===== EXTRACTED ENTRIES
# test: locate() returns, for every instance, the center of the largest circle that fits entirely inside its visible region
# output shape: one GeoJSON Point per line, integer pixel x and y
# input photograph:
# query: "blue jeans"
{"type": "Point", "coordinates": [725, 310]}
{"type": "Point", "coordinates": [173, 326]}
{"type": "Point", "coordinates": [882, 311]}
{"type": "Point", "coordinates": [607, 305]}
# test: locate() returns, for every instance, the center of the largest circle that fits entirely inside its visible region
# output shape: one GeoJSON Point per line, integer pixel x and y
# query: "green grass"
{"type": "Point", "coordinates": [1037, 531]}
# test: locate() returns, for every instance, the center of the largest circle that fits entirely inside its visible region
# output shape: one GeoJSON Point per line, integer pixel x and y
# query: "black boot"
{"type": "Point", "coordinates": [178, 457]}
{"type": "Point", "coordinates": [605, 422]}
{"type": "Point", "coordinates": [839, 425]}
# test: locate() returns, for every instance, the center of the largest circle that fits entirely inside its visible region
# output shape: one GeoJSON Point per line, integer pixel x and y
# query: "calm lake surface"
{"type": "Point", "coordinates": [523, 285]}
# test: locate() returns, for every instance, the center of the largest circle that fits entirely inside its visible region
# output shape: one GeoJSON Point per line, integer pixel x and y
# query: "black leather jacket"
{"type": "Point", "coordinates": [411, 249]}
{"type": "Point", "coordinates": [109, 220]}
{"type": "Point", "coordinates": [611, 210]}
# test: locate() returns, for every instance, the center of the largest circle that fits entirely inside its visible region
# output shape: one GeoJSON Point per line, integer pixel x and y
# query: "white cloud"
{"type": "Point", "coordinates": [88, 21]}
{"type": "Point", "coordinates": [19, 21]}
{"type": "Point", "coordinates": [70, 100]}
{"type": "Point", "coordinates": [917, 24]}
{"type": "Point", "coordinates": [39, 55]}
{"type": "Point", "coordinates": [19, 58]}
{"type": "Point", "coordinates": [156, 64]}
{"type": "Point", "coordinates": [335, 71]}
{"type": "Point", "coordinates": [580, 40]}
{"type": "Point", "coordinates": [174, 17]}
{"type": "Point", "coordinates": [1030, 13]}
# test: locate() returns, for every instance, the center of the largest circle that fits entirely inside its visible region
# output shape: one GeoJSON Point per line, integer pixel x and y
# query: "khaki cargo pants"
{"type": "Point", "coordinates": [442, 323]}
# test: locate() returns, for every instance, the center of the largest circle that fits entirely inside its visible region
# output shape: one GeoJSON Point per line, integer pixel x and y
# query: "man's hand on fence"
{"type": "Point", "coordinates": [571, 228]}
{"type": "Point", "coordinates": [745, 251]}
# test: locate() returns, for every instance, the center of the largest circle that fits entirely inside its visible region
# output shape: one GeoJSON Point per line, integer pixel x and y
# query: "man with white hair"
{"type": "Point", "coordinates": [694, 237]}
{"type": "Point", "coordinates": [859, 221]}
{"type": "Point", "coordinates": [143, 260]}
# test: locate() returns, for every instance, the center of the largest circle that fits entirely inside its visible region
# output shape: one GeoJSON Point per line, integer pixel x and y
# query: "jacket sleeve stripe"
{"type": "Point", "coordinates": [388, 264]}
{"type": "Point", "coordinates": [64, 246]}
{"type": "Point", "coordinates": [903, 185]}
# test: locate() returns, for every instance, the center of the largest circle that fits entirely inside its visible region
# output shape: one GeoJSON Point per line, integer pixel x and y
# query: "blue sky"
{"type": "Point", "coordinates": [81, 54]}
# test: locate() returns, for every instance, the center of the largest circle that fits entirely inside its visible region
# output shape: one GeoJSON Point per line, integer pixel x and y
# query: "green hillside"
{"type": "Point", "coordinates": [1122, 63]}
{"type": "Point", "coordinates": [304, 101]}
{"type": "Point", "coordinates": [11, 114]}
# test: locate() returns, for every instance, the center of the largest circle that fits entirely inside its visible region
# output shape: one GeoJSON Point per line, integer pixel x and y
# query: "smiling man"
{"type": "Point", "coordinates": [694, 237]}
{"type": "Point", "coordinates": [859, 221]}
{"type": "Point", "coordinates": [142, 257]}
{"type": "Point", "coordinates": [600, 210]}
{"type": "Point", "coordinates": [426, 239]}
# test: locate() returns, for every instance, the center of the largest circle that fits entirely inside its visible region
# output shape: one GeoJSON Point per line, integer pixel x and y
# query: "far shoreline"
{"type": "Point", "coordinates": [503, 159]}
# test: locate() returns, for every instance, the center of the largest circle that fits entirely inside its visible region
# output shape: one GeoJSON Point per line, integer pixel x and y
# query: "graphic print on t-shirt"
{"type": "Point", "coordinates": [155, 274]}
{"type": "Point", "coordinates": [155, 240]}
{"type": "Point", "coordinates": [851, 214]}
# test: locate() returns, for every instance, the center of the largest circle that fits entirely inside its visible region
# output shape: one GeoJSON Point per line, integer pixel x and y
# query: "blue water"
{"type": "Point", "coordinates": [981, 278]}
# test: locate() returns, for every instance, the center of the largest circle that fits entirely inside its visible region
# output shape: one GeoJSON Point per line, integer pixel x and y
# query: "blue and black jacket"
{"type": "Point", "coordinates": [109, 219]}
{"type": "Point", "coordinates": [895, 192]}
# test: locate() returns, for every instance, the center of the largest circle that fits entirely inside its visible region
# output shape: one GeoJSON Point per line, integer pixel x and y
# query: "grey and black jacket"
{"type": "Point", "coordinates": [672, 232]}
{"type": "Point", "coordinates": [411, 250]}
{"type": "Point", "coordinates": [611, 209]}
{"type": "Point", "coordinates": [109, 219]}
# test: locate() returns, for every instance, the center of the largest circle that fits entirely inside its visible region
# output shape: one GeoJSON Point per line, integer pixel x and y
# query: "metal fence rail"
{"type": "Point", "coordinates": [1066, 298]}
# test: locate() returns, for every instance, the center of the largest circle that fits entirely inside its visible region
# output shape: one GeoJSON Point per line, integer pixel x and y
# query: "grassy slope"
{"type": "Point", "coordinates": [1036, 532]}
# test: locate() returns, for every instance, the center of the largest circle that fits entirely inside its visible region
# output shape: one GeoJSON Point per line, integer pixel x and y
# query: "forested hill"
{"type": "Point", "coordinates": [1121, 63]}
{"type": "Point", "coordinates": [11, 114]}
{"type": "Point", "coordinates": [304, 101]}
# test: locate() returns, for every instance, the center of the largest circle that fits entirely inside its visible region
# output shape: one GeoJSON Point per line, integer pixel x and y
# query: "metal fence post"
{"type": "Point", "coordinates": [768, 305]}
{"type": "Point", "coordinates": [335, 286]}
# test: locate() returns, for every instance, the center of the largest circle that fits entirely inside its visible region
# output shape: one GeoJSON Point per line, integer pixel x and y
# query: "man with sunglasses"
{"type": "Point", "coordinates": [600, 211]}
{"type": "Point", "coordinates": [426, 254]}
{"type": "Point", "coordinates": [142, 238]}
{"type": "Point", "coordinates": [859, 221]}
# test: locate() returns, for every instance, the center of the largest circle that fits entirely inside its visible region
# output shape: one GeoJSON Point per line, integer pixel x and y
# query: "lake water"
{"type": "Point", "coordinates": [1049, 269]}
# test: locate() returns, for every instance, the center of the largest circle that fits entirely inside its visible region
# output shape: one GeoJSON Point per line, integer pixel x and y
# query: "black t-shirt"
==========
- _TRY IT_
Repeat each line of the data exactly as it appears above.

- _WRITTEN RESPONSE_
# test: locate() returns, for every instance, the center of the largest circle that fits entirely inside its visible region
# output shape: one GeoJSON Point per line, integer pixel x and y
# input photograph:
# query: "blue jeans"
{"type": "Point", "coordinates": [725, 310]}
{"type": "Point", "coordinates": [173, 326]}
{"type": "Point", "coordinates": [882, 311]}
{"type": "Point", "coordinates": [607, 305]}
# test: locate() returns, for every instance, the center of the largest circle that fits entirely inside its visible region
# output shape: one GeoJSON Point per line, integer pixel x and y
# query: "green grass"
{"type": "Point", "coordinates": [1037, 531]}
# test: locate() returns, for every instance, the center of the largest circle that fits entirely inside its visible region
# output shape: one GeoJSON Point per line, integer pixel x and y
# query: "black boot"
{"type": "Point", "coordinates": [178, 457]}
{"type": "Point", "coordinates": [605, 422]}
{"type": "Point", "coordinates": [839, 425]}
# test: locate() returns, for every instance, the center of the largest circle that fits entirely inside its visible region
# output shape: one GeoJSON Point per line, integer pixel x and y
# query: "calm lake surface"
{"type": "Point", "coordinates": [523, 285]}
# test: locate() returns, for every instance, the center of the largest circle that fits entirely inside its visible region
# output shape: one GeoJSON Point per line, integer pixel x and y
# query: "black leather jacket"
{"type": "Point", "coordinates": [411, 249]}
{"type": "Point", "coordinates": [109, 220]}
{"type": "Point", "coordinates": [611, 210]}
# test: locate() returns, for every instance, the center of the largest circle that fits entirely inside its visible region
# output shape: one GeoJSON Point per line, integer pixel x and y
# query: "white cloud"
{"type": "Point", "coordinates": [88, 21]}
{"type": "Point", "coordinates": [19, 21]}
{"type": "Point", "coordinates": [70, 100]}
{"type": "Point", "coordinates": [917, 24]}
{"type": "Point", "coordinates": [39, 55]}
{"type": "Point", "coordinates": [19, 58]}
{"type": "Point", "coordinates": [156, 64]}
{"type": "Point", "coordinates": [335, 71]}
{"type": "Point", "coordinates": [580, 40]}
{"type": "Point", "coordinates": [174, 17]}
{"type": "Point", "coordinates": [1030, 13]}
# test: locate() returns, for every instance, the center of the largest circle that fits entirely inside its visible region
# output shape: one GeoJSON Point per line, integer pixel x and y
# query: "khaki cargo pants"
{"type": "Point", "coordinates": [442, 323]}
# test: locate() returns, for every instance, the center of the largest circle that fits entirely inside its visible region
# output shape: one GeoJSON Point per line, integer pixel x and y
# query: "man's hand on fence"
{"type": "Point", "coordinates": [571, 228]}
{"type": "Point", "coordinates": [745, 251]}
# test: locate() returns, for every instance, the center of the largest circle that fits entirely inside its visible region
# output shape: one GeoJSON Point per line, integer pixel x and y
# query: "man with white hair"
{"type": "Point", "coordinates": [694, 237]}
{"type": "Point", "coordinates": [859, 221]}
{"type": "Point", "coordinates": [143, 260]}
# test: locate() returns, for every instance, the center of the largest circle that fits entirely inside its visible region
# output shape: one GeoJSON Point per line, integer pixel x and y
# query: "jacket sleeve stripe"
{"type": "Point", "coordinates": [388, 264]}
{"type": "Point", "coordinates": [64, 246]}
{"type": "Point", "coordinates": [903, 185]}
# test: locate() returns, for every instance, the center of the largest circle that fits entirely inside its visible region
# output shape: one GeoJSON Point per line, integer pixel x and y
# query: "blue sky"
{"type": "Point", "coordinates": [81, 54]}
# test: locate() returns, for every instance, the center of the largest circle that fits entirely inside its visible region
# output shape: one GeoJSON Point per line, integer pixel x and y
# query: "green hillside"
{"type": "Point", "coordinates": [1122, 63]}
{"type": "Point", "coordinates": [304, 101]}
{"type": "Point", "coordinates": [11, 114]}
# test: locate() returns, for every instance, the center of the largest circle that fits entirely inside its visible region
# output shape: one GeoJSON Point per line, integer pixel x and y
# query: "smiling man"
{"type": "Point", "coordinates": [694, 237]}
{"type": "Point", "coordinates": [859, 221]}
{"type": "Point", "coordinates": [142, 257]}
{"type": "Point", "coordinates": [600, 210]}
{"type": "Point", "coordinates": [426, 239]}
# test: locate() returns, for every instance, the center of the largest circle that fits entirely inside its visible region
# output shape: one GeoJSON Point per line, integer pixel x and y
# query: "far shoreline"
{"type": "Point", "coordinates": [503, 159]}
# test: locate() returns, for every instance, the center of the largest circle that fits entirely inside its visible region
# output shape: one GeoJSON Point per line, integer pixel x and y
# query: "graphic print on t-shirt"
{"type": "Point", "coordinates": [155, 274]}
{"type": "Point", "coordinates": [155, 240]}
{"type": "Point", "coordinates": [851, 214]}
# test: locate() returns, for every instance, the center of the largest circle that fits entirely inside its visible region
# output shape: one GeoJSON Point per line, integer pixel x and y
# query: "blue water"
{"type": "Point", "coordinates": [981, 278]}
# test: locate() returns, for every instance, the center of the largest circle that fits entirely inside its visible region
# output shape: one GeoJSON Point per line, integer pixel x and y
# query: "blue and black jacket"
{"type": "Point", "coordinates": [109, 219]}
{"type": "Point", "coordinates": [895, 192]}
# test: locate() returns, for every instance, the center of the largest circle that fits entirely inside its visible region
# output shape: one GeoJSON Point per line, integer pixel x and y
# query: "grey and black jacket"
{"type": "Point", "coordinates": [672, 232]}
{"type": "Point", "coordinates": [411, 250]}
{"type": "Point", "coordinates": [611, 209]}
{"type": "Point", "coordinates": [109, 219]}
# test: locate() returns, for every instance, the center of the largest circle that fits entirely inside its visible region
# output shape: one GeoJSON Point per line, integer pixel x and y
# query: "metal fence rail"
{"type": "Point", "coordinates": [1066, 298]}
# test: locate() returns, for every instance, the center of the largest circle that fits entirely inside its visible region
# output shape: one GeoJSON Point per line, integer pixel x and y
# query: "grassy slope"
{"type": "Point", "coordinates": [1036, 532]}
# test: locate() returns, for every instance, the center of the largest circle that fits entirely inside its visible region
# output shape: one GeoJSON Point per line, integer pixel x and y
# query: "forested hill"
{"type": "Point", "coordinates": [1121, 63]}
{"type": "Point", "coordinates": [11, 114]}
{"type": "Point", "coordinates": [304, 101]}
# test: locate() returns, for every instance, the center of the largest circle that fits entirely inside its visible region
# output shape: one GeoJSON Point per line, integer pixel x and y
# query: "metal fence post"
{"type": "Point", "coordinates": [768, 305]}
{"type": "Point", "coordinates": [335, 286]}
# test: locate() returns, for every instance, the center of the largest circle that fits entirely inside its visible region
# output shape: one GeoJSON Point per line, integer pixel x and y
# query: "man with sunglasses"
{"type": "Point", "coordinates": [600, 211]}
{"type": "Point", "coordinates": [426, 254]}
{"type": "Point", "coordinates": [142, 238]}
{"type": "Point", "coordinates": [859, 221]}
# test: locate() returns, for every instance, the center of the largest circle that fits entirely inside its visible region
# output shape: one GeoJSON Point per line, integer pixel x and y
# query: "lake water"
{"type": "Point", "coordinates": [1049, 269]}
# test: locate() returns, for every instance, the center of the largest circle that fits entirely inside its visible region
# output shape: one GeoJSON Point per line, integer pixel x and y
# query: "black t-shirt"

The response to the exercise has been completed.